TEXTO EXTRAÍDO
+ + +

Por: P. Edward Julián Chacón Díaz
Las Escrituras hablan repetidamente de la experiencia de la migración. En el Antiguo Testamento Abraham, llamado por Dios desde su tierra natal a constituir una nueva nación; en el Nuevo Testamento la Sagrada Familia que huyó de Herodes y vivió durante un tiempo como refugiada en tierra extranjera. La primera lectura de la liturgia de este día expone un caso similar. El pueblo israelita que andaba en el desierto estaba en condición de migrante. Caminaban con el dilema de la añoranza y la esperanza: el recuerdo de Egipto y la ilusión de establecerse en una tierra desconocida.

+ + +

ENTRADAS MOSTRADAS
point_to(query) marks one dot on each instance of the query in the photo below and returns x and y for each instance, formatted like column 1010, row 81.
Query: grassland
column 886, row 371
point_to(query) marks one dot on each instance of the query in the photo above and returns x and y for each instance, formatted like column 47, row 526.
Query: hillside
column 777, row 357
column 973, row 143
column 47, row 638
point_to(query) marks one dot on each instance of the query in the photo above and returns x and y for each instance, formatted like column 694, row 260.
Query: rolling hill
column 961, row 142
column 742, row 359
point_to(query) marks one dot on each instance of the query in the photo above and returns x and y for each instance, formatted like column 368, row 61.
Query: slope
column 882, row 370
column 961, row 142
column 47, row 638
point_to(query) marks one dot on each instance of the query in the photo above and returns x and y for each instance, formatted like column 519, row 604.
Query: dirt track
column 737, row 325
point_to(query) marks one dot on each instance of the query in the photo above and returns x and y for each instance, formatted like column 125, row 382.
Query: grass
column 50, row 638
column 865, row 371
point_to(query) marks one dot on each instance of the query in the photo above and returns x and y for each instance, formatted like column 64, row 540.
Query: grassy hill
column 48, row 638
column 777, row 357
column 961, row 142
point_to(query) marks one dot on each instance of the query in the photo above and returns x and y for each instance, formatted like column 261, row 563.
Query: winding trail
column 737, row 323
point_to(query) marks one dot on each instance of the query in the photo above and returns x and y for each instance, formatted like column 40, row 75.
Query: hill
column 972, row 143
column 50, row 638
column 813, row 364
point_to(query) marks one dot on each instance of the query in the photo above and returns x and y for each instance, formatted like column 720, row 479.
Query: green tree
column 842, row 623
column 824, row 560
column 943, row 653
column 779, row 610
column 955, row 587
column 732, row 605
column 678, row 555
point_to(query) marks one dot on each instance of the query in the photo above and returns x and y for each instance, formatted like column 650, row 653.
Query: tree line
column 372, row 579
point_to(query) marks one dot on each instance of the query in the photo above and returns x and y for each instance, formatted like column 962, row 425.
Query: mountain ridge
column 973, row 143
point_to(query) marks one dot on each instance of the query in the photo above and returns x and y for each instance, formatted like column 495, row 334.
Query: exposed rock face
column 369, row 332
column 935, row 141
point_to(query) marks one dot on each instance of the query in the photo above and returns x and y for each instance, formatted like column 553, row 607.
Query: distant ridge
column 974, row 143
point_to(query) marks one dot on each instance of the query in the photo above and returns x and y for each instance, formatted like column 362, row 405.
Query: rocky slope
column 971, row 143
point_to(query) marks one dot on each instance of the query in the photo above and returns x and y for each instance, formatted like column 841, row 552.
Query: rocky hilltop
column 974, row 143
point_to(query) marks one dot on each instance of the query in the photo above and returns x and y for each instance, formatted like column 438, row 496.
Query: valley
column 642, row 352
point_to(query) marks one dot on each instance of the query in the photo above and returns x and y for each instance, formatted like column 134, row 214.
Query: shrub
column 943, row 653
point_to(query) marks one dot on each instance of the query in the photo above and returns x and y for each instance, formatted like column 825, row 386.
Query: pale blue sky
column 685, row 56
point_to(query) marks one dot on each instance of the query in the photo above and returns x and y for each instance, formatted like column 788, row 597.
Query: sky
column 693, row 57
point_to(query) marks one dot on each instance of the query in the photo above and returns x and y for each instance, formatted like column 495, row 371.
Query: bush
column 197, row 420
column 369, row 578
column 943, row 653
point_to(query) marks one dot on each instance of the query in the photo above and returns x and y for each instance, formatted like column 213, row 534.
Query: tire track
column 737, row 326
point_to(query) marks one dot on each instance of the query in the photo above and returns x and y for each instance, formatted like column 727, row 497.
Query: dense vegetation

+ + +

TAREAS
• a. Resume en forma de lista el párrafo del texto sobre la migración que comienza con "Las Escrituras hablan repetidamente". Conserva sus datos principales.
• b. Indica si cada afirmación coincide con el texto sobre la migración. Responde sí o no y cita las palabras del texto que lo deciden.
(i) La Sagrada Familia vivió un tiempo como refugiada en tierra extranjera.
(ii) Dios llamó a Abraham a regresar a su tierra natal.
(iii) El pueblo israelita en el desierto solo sentía añoranza por Egipto.
• c. Transcribe del texto sobre la migración el fragmento que empieza con "Por: P. Edward" y sigue hasta "una tierra desconocida.".

SOLUCIONES DEL EJERCICIO
• a.
- Las Escrituras hablan muchas veces de la migración.
- Antiguo Testamento: Dios llamó a Abraham desde su tierra natal para constituir una nueva nación.
- Nuevo Testamento: la Sagrada Familia huyó de Herodes y vivió un tiempo como refugiada en tierra extranjera.
- La primera lectura de la liturgia del día presenta un caso similar. El pueblo israelita era migrante en el desierto.
- Los israelitas caminaban entre la añoranza y la esperanza, es decir, entre el recuerdo de Egipto y la ilusión de establecerse en una tierra desconocida.

• b.
(i) Sí: "vivió durante un tiempo como refugiada en tierra extranjera".
(ii) No: "llamado por Dios desde su tierra natal a constituir una nueva nación".
(iii) No: "Caminaban con el dilema de la añoranza y la esperanza".

• c.
Por: P. Edward Julián Chacón Díaz
Las Escrituras hablan repetidamente de la experiencia de la migración. En el Antiguo Testamento Abraham, llamado por Dios desde su tierra natal a constituir una nueva nación; en el Nuevo Testamento la Sagrada Familia que huyó de Herodes y vivió durante un tiempo como refugiada en tierra extranjera. La primera lectura de la liturgia de este día expone un caso similar. El pueblo israelita que andaba en el desierto estaba en condición de migrante. Caminaban con el dilema de la añoranza y la esperanza: el recuerdo de Egipto y la ilusión de establecerse en una tierra desconocida.